- **Task requirements**
Range to output from the entries below: the line containing "Target: girl's knee" through the line containing "Target: green grass". Set it down exactly, ends included, nothing else.

---------- Data excerpts

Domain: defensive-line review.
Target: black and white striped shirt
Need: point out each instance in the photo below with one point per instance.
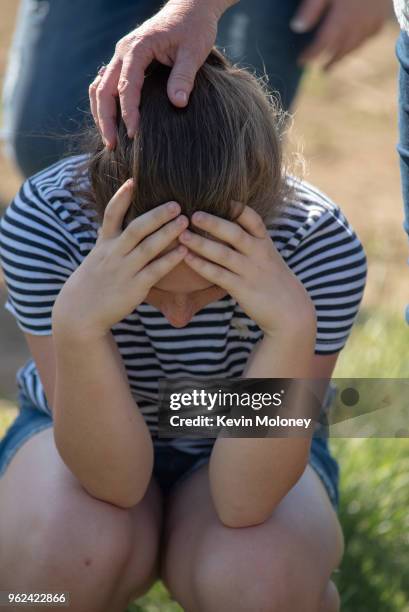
(45, 234)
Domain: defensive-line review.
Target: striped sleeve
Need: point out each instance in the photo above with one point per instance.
(331, 263)
(36, 259)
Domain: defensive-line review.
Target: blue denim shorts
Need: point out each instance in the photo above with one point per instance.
(171, 465)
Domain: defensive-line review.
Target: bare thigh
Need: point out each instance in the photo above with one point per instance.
(282, 564)
(55, 536)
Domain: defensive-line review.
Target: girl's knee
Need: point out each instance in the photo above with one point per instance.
(272, 585)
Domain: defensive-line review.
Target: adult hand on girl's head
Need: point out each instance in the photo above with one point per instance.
(249, 267)
(346, 24)
(120, 270)
(181, 35)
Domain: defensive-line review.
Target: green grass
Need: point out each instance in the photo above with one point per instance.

--------------------

- **Exercise output**
Target: girl's knee
Need: point out each instance in the photo above with one point per instance.
(272, 585)
Domain: defensive-line review.
Target: adult hand on girl's head
Need: point out each instance in the photo above with one point per instance.
(249, 267)
(346, 24)
(120, 270)
(181, 35)
Domain: defensive-line review.
Target: green grass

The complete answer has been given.